Hernoem in de items hieronder overal "top-left corner" tot "upper-left corner" en geef ze opnieuw weer, verder volledig ongewijzigd. Laat de afbeeldingen weg uit je antwoord.

++++ Opgeslagen rijen ++++

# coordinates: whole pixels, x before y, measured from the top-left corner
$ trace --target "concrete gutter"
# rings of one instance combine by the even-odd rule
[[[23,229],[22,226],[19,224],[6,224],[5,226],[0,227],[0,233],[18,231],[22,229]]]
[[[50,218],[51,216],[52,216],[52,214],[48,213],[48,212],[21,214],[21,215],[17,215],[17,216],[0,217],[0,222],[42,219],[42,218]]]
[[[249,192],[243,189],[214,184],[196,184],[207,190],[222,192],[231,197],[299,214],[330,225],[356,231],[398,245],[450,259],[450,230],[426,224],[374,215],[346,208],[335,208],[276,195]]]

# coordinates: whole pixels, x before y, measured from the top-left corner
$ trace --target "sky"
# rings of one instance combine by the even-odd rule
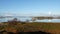
[[[60,0],[0,0],[0,16],[60,15]]]

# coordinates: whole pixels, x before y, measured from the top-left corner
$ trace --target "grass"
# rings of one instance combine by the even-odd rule
[[[45,31],[52,34],[60,34],[60,23],[45,23],[45,22],[34,22],[34,23],[17,23],[16,25],[3,25],[0,30],[7,30],[10,32],[30,32],[30,31]]]

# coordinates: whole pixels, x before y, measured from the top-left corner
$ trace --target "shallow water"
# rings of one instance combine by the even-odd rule
[[[8,20],[12,20],[14,18],[17,18],[18,21],[26,21],[29,20],[30,22],[32,22],[32,18],[30,17],[12,17],[12,18],[2,18],[0,19],[0,22],[7,22]],[[36,20],[35,22],[60,22],[60,19],[44,19],[44,20]]]

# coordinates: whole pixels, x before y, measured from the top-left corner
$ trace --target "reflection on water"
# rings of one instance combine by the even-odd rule
[[[31,19],[30,17],[25,17],[25,18],[20,18],[20,17],[13,17],[13,18],[17,18],[19,21],[26,21],[26,20],[29,20],[31,22]],[[12,20],[13,18],[2,18],[0,19],[0,22],[7,22],[8,20]],[[48,20],[48,19],[44,19],[44,20],[36,20],[35,22],[60,22],[60,19],[51,19],[51,20]]]

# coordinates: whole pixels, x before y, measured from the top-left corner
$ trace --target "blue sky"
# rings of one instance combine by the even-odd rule
[[[60,0],[0,0],[0,15],[59,15]]]

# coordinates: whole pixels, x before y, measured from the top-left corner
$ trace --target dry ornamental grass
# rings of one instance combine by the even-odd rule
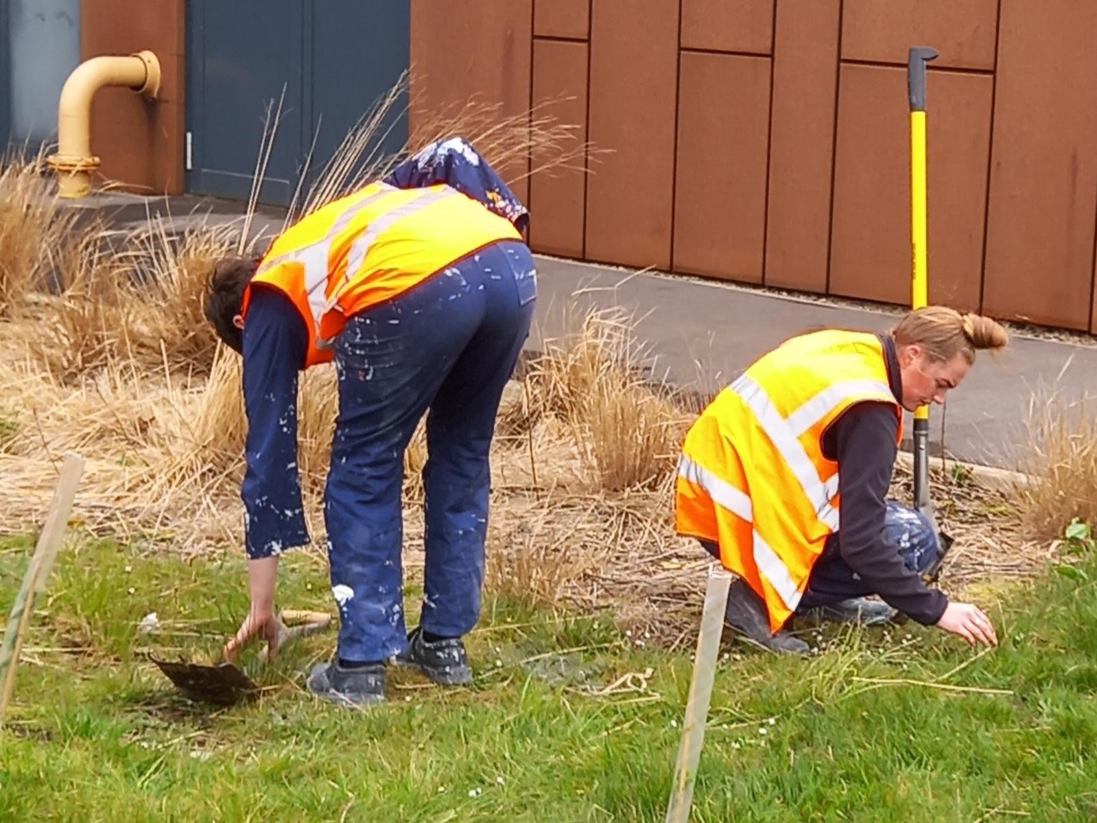
[[[391,167],[394,158],[372,147],[398,99],[394,92],[363,117],[291,213]],[[407,151],[449,134],[467,136],[511,180],[590,154],[572,127],[542,111],[507,119],[490,106],[423,121]],[[263,161],[261,153],[258,169]],[[208,262],[245,249],[255,202],[239,224],[200,225],[179,237],[162,227],[121,237],[95,225],[75,230],[43,188],[39,166],[8,162],[0,171],[3,528],[32,528],[71,449],[87,460],[75,509],[87,529],[148,541],[157,551],[239,551],[240,362],[217,346],[201,295]],[[42,293],[48,272],[59,275],[56,294]],[[615,309],[588,314],[574,336],[548,341],[525,364],[500,410],[493,451],[488,585],[550,604],[610,608],[619,621],[678,643],[694,630],[709,563],[693,541],[675,535],[672,522],[677,455],[699,409],[645,381],[649,360],[632,318]],[[324,545],[320,495],[337,405],[330,367],[303,374],[298,463],[313,551]],[[1083,425],[1076,436],[1049,442],[1053,475],[1071,478],[1078,499],[1092,504],[1097,432]],[[422,563],[425,461],[420,425],[405,455],[411,575]],[[905,482],[897,475],[896,491],[909,499]],[[1045,560],[1021,542],[1002,495],[940,474],[935,495],[943,498],[946,527],[960,537],[946,587],[1027,574]],[[1077,508],[1051,507],[1047,499],[1056,495],[1033,504],[1049,528]]]

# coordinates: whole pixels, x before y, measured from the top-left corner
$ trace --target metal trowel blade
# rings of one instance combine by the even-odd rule
[[[259,687],[231,663],[208,665],[184,661],[150,659],[176,688],[195,702],[233,706],[259,694]]]

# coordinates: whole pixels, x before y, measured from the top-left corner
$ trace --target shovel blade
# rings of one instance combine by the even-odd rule
[[[955,539],[943,531],[937,526],[937,518],[934,517],[934,509],[931,507],[925,507],[919,509],[923,515],[929,518],[929,523],[934,527],[934,534],[937,537],[937,552],[934,556],[932,562],[929,567],[923,572],[921,576],[926,583],[937,583],[937,578],[941,573],[941,564],[945,562],[945,555],[949,553]]]
[[[259,687],[244,672],[231,663],[214,666],[201,663],[151,661],[171,680],[176,688],[195,702],[215,706],[233,706],[253,698]]]

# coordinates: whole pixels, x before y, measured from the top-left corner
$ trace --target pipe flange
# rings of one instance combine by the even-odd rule
[[[145,64],[145,82],[135,87],[134,91],[147,98],[155,99],[160,93],[160,59],[155,52],[147,48],[131,55]]]
[[[80,157],[79,155],[50,155],[46,164],[57,173],[78,174],[94,171],[100,166],[98,157]]]

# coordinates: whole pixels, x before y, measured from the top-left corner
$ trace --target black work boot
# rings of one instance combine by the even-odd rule
[[[333,663],[317,663],[308,673],[305,686],[317,697],[333,703],[380,703],[385,699],[385,666],[383,663],[371,663],[343,668],[338,658]]]
[[[847,600],[818,606],[815,611],[819,617],[836,623],[857,623],[858,625],[885,625],[898,613],[881,600],[870,600],[867,597],[851,597]]]
[[[417,666],[440,686],[466,686],[473,681],[465,644],[461,638],[446,638],[428,643],[422,638],[422,627],[408,634],[408,649],[396,656],[396,662]]]
[[[733,629],[737,629],[749,640],[771,652],[808,654],[811,651],[811,646],[804,641],[793,638],[783,630],[777,634],[770,632],[769,611],[765,601],[742,577],[737,578],[727,590],[727,610],[724,612],[724,620]]]

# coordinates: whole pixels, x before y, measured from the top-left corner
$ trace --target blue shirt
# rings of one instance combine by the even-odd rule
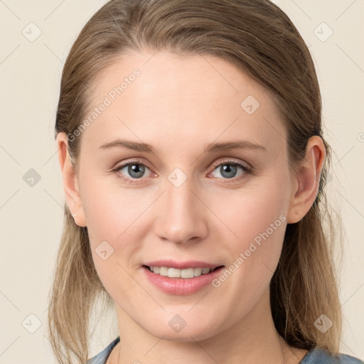
[[[120,341],[120,336],[110,343],[101,353],[90,359],[86,364],[105,364],[114,347]],[[364,362],[346,354],[339,354],[336,360],[328,351],[315,348],[309,351],[299,364],[364,364]]]

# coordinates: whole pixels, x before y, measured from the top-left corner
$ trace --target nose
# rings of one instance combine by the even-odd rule
[[[192,185],[190,178],[178,187],[166,181],[156,214],[155,231],[160,239],[183,244],[207,235],[208,209]]]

++++

:: Antwoord oefening ::
# coordinates: whole pixels, x before y, measured from the upper-left corner
$ trace --target "concrete gutter"
# rings of one instance combine by the even-odd rule
[[[23,229],[22,226],[19,224],[6,224],[5,226],[0,227],[0,233],[18,231],[22,229]]]
[[[50,218],[51,216],[52,216],[52,214],[48,213],[48,212],[21,214],[21,215],[17,215],[17,216],[0,217],[0,222],[42,219],[42,218]]]
[[[249,192],[243,189],[214,184],[196,184],[207,190],[222,192],[231,197],[299,214],[330,225],[356,231],[398,245],[450,259],[450,230],[426,224],[374,215],[346,208],[335,208],[276,195]]]

# coordinates: whole pixels, x before y, measured from the upper-left corner
$ trace --target "sky"
# rings of one instance combine by the even-odd rule
[[[60,0],[0,0],[0,16],[60,15]]]

# coordinates: whole pixels, x before y, measured from the upper-left corner
$ trace --target "grass"
# rings of one instance combine by the even-odd rule
[[[45,31],[52,34],[60,34],[60,23],[45,23],[45,22],[34,22],[34,23],[17,23],[16,25],[3,25],[0,30],[7,30],[10,32],[30,32],[30,31]]]

# coordinates: whole pixels, x before y, measured from the upper-left corner
$ trace --target "shallow water"
# rings of one instance combine by the even-odd rule
[[[8,20],[12,20],[14,18],[17,18],[18,21],[26,21],[29,20],[30,22],[32,22],[32,18],[30,17],[12,17],[12,18],[2,18],[0,19],[0,22],[7,22]],[[36,20],[35,22],[60,22],[60,19],[44,19],[44,20]]]

# coordinates: whole pixels, x before y, measured from the upper-left corner
$ trace --target "reflection on water"
# rings of one instance combine by the even-odd rule
[[[31,19],[30,17],[25,17],[25,18],[20,18],[20,17],[13,17],[13,18],[17,18],[19,21],[26,21],[26,20],[29,20],[31,22]],[[12,20],[13,18],[2,18],[0,19],[0,22],[7,22],[8,20]],[[48,20],[48,19],[44,19],[44,20],[36,20],[35,22],[60,22],[60,19],[51,19],[51,20]]]

# coordinates: whole pixels, x before y, measured from the upper-left corner
$ trace --target "blue sky"
# rings of one instance combine by the even-odd rule
[[[60,0],[0,0],[0,15],[59,15]]]

# coordinates: whole pixels, x before y, measured from the upper-left corner
$ trace --target dry ornamental grass
# rings of one instance combine by the even-odd rule
[[[391,167],[394,158],[372,147],[398,99],[394,92],[363,117],[291,213]],[[407,151],[449,134],[467,136],[511,180],[590,154],[572,127],[542,111],[507,119],[490,106],[423,121]],[[263,161],[261,153],[258,169]],[[208,262],[245,249],[255,202],[239,224],[200,225],[179,237],[162,227],[121,237],[95,225],[75,230],[43,188],[39,166],[8,162],[0,171],[3,528],[32,528],[71,449],[87,460],[75,509],[87,529],[148,541],[157,551],[239,551],[240,362],[217,346],[201,295]],[[42,293],[48,272],[59,275],[56,294]],[[615,309],[588,314],[574,336],[548,341],[525,364],[500,410],[493,451],[488,585],[550,604],[610,608],[619,621],[678,643],[694,630],[709,563],[693,541],[675,535],[672,522],[677,455],[699,409],[645,381],[649,360],[632,318]],[[324,545],[320,495],[337,405],[330,367],[303,374],[298,463],[313,551]],[[1083,425],[1076,436],[1049,442],[1053,475],[1071,478],[1078,499],[1092,504],[1097,432]],[[422,563],[425,461],[420,425],[405,455],[411,575]],[[905,482],[897,475],[896,491],[909,499]],[[1045,560],[1021,542],[1002,495],[940,474],[935,495],[943,498],[946,527],[960,537],[946,587],[1027,574]],[[1077,508],[1051,507],[1047,499],[1056,495],[1033,504],[1049,528]]]

# coordinates: whole pixels, x before y, measured from the upper-left corner
$ trace --target metal trowel blade
# rings of one instance combine by the even-odd rule
[[[259,687],[231,663],[208,665],[184,661],[150,659],[176,688],[195,702],[233,706],[259,694]]]

# coordinates: whole pixels, x before y, measured from the upper-left corner
$ trace --target shovel blade
# rings of one instance combine by the even-odd rule
[[[955,539],[943,531],[937,526],[937,518],[934,517],[934,509],[931,507],[925,507],[919,509],[923,515],[929,518],[929,523],[934,527],[934,534],[937,537],[937,552],[934,556],[932,562],[929,567],[923,572],[921,576],[926,583],[937,583],[937,578],[941,573],[941,564],[945,562],[945,555],[949,553]]]
[[[259,687],[244,672],[231,663],[214,666],[201,663],[151,661],[171,680],[176,688],[195,702],[215,706],[233,706],[253,698]]]

# coordinates: whole pixels, x before y, measured from the upper-left corner
$ trace --target pipe flange
# rings of one instance combine by the even-odd rule
[[[145,64],[145,82],[135,87],[134,91],[147,98],[155,99],[160,93],[160,59],[155,52],[147,48],[131,55]]]
[[[80,157],[79,155],[50,155],[46,164],[57,173],[78,174],[94,171],[100,166],[98,157]]]

# coordinates: whole pixels, x before y, measured from the upper-left corner
$ trace --target black work boot
# rings of one instance combine by the even-odd rule
[[[333,663],[317,663],[308,673],[305,686],[317,697],[333,703],[380,703],[385,699],[385,666],[383,663],[371,663],[343,668],[338,658]]]
[[[847,600],[818,606],[815,611],[819,617],[836,623],[857,623],[858,625],[885,625],[898,613],[881,600],[870,600],[867,597],[851,597]]]
[[[417,666],[440,686],[466,686],[473,681],[465,644],[461,638],[446,638],[428,643],[422,638],[422,627],[408,634],[408,649],[396,656],[396,662]]]
[[[733,629],[737,629],[749,640],[771,652],[808,654],[811,651],[811,646],[804,641],[793,638],[783,630],[777,634],[770,632],[769,611],[765,601],[742,577],[737,578],[727,590],[727,610],[724,612],[724,620]]]

# coordinates: whole pixels, x before y, measured from the upper-left corner
$ trace --target blue shirt
# rings of one instance combine by the even-odd rule
[[[120,341],[120,336],[110,343],[101,353],[90,359],[86,364],[105,364],[114,347]],[[364,362],[346,354],[339,354],[336,360],[328,351],[315,348],[309,351],[299,364],[364,364]]]

# coordinates: whole pixels, x before y, measured from the upper-left corner
$ trace --target nose
# rings of one instance combine by the even-odd rule
[[[192,185],[190,178],[178,187],[166,181],[156,214],[155,231],[160,239],[183,244],[207,235],[208,209]]]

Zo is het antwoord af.